BEGIN Provided information

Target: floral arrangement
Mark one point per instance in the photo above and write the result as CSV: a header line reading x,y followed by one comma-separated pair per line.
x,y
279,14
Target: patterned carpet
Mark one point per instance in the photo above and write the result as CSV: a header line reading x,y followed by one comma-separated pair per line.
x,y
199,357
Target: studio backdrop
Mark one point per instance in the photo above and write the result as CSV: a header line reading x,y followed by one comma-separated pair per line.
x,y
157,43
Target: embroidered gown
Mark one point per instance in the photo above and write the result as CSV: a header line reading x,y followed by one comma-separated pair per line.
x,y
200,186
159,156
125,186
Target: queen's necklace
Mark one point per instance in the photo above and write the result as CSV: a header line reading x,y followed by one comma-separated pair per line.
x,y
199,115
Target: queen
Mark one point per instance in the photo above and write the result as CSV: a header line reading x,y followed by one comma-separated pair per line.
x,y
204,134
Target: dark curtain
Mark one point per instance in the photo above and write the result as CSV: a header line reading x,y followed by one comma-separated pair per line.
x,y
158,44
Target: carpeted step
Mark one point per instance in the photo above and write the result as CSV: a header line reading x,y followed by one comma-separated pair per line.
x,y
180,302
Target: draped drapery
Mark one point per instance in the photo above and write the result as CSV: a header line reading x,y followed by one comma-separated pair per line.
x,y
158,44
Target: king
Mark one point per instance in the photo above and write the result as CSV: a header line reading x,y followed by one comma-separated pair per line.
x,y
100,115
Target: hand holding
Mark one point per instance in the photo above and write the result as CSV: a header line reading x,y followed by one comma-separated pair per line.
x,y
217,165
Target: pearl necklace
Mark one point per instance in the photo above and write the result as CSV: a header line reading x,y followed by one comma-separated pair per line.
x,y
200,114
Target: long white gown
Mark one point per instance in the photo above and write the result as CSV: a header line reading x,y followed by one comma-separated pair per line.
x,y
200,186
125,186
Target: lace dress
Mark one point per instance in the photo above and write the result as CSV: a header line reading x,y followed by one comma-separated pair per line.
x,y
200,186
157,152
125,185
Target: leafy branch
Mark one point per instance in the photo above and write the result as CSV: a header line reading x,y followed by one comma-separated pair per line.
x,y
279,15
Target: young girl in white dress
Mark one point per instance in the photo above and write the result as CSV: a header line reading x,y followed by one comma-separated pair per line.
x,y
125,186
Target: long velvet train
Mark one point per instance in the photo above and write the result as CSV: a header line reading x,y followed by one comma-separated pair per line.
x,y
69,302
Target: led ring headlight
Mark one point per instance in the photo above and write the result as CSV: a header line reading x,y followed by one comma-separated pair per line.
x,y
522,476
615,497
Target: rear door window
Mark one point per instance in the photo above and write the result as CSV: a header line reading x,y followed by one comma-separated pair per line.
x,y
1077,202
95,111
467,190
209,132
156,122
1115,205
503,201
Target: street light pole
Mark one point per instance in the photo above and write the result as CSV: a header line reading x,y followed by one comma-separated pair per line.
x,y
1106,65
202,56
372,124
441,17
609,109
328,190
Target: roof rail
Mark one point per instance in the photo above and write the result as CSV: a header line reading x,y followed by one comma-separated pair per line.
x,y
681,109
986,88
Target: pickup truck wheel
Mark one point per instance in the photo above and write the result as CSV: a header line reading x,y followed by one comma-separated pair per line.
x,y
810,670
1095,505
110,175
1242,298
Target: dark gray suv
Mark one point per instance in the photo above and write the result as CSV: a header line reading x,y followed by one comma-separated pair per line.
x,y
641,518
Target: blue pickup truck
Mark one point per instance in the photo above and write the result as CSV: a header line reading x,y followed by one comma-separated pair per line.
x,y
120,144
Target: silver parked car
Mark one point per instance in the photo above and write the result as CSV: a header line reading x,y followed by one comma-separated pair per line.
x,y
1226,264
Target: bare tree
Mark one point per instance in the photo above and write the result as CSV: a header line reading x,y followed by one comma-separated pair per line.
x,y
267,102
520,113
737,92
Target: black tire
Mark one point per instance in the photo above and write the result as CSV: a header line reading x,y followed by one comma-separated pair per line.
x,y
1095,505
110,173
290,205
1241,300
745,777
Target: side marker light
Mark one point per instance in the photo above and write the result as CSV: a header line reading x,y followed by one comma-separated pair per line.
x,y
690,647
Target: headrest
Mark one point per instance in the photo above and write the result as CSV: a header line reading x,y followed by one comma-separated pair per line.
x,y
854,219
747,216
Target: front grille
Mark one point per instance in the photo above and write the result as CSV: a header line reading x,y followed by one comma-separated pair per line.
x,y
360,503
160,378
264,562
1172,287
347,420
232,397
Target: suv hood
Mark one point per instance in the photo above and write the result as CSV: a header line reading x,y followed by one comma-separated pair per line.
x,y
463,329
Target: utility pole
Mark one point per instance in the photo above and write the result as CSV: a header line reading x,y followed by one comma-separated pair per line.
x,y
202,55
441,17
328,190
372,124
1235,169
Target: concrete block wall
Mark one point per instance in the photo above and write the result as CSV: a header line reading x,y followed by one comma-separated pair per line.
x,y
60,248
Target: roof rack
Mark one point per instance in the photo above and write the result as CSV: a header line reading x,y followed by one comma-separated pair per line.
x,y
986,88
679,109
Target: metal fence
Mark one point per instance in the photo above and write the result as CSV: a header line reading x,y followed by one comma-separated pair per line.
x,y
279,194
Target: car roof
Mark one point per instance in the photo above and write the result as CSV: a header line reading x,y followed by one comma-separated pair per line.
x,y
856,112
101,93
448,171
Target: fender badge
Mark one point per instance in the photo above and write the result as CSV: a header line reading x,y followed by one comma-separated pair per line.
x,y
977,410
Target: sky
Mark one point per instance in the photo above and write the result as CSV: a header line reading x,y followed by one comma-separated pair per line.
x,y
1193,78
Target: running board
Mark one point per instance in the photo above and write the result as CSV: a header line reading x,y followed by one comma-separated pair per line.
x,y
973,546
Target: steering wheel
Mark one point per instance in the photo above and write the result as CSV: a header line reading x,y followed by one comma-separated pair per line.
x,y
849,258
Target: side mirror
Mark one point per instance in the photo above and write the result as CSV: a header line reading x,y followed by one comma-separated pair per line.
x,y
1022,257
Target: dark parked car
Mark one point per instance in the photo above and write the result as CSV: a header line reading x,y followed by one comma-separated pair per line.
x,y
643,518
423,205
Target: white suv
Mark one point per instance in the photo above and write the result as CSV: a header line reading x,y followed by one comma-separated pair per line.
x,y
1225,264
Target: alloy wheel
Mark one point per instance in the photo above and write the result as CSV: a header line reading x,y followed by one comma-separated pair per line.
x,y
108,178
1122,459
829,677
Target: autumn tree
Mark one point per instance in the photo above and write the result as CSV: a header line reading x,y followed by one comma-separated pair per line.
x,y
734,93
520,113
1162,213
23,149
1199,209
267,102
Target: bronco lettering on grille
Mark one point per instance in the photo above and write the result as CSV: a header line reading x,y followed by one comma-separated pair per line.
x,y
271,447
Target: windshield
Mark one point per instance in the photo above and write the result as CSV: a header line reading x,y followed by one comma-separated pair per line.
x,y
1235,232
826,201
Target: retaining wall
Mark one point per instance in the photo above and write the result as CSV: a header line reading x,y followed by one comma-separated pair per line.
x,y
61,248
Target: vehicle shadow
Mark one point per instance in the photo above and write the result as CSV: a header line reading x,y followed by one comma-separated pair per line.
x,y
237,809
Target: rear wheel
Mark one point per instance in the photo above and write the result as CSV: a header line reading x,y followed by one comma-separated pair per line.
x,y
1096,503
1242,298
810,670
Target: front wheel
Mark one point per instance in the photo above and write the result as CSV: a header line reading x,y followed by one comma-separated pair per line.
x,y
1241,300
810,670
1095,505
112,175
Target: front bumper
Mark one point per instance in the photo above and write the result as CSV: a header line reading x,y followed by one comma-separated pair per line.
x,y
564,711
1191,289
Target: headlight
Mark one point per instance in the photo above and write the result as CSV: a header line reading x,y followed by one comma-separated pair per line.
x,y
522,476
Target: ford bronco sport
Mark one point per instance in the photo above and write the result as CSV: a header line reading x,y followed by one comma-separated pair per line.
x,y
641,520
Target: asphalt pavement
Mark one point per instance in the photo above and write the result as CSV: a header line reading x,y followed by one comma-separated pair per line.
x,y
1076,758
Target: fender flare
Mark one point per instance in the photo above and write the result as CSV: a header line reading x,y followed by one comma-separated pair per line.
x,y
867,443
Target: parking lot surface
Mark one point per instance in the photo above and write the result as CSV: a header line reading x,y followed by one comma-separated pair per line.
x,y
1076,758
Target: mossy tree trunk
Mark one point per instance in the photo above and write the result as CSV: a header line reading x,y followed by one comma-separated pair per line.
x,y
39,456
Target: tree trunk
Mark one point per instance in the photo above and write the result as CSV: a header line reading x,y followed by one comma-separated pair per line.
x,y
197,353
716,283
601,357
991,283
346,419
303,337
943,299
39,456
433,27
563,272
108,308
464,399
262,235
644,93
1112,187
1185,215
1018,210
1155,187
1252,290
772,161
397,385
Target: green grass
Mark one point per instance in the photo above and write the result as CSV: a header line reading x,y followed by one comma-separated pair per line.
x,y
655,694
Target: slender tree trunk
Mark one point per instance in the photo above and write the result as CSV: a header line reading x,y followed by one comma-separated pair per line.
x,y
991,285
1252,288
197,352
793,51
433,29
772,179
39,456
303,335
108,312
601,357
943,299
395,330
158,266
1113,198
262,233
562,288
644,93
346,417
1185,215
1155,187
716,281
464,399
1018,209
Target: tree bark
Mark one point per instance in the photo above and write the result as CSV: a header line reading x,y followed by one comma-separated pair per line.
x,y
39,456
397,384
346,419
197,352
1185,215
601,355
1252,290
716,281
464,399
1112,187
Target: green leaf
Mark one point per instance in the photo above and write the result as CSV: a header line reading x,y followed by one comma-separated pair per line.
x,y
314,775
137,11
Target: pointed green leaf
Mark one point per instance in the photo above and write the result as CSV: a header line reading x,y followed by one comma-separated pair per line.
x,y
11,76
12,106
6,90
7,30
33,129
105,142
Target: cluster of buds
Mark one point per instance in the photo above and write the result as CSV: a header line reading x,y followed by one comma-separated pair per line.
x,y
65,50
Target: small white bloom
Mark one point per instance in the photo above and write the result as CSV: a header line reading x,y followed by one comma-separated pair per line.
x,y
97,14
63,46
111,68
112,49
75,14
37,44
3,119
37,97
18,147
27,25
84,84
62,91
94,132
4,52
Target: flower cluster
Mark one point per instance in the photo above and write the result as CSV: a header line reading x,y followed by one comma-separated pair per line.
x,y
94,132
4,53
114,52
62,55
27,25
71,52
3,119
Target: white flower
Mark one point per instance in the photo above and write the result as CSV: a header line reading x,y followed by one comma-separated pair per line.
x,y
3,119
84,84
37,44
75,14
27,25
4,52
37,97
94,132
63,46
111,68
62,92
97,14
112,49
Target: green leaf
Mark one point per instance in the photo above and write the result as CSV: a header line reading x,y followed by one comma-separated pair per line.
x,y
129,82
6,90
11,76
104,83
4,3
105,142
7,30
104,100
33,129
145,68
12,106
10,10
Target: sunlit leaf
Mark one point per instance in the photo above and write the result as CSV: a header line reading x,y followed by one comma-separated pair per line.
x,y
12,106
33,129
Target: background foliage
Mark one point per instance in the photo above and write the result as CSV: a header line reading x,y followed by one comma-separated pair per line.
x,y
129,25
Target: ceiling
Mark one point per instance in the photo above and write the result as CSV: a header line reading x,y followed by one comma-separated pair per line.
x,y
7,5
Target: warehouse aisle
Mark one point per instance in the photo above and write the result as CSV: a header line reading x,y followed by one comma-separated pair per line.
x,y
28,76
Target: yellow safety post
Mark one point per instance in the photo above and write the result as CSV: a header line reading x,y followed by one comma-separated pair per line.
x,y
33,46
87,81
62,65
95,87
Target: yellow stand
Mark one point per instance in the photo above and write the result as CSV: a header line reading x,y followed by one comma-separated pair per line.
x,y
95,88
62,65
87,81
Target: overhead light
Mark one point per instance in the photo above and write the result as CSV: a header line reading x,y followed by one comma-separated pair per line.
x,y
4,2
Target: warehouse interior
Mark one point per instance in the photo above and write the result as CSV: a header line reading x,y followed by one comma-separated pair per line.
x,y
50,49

END Provided information

Work instructions
Only a number is wanted here. How many lines in the material contain "warehouse"?

Answer to the exercise
2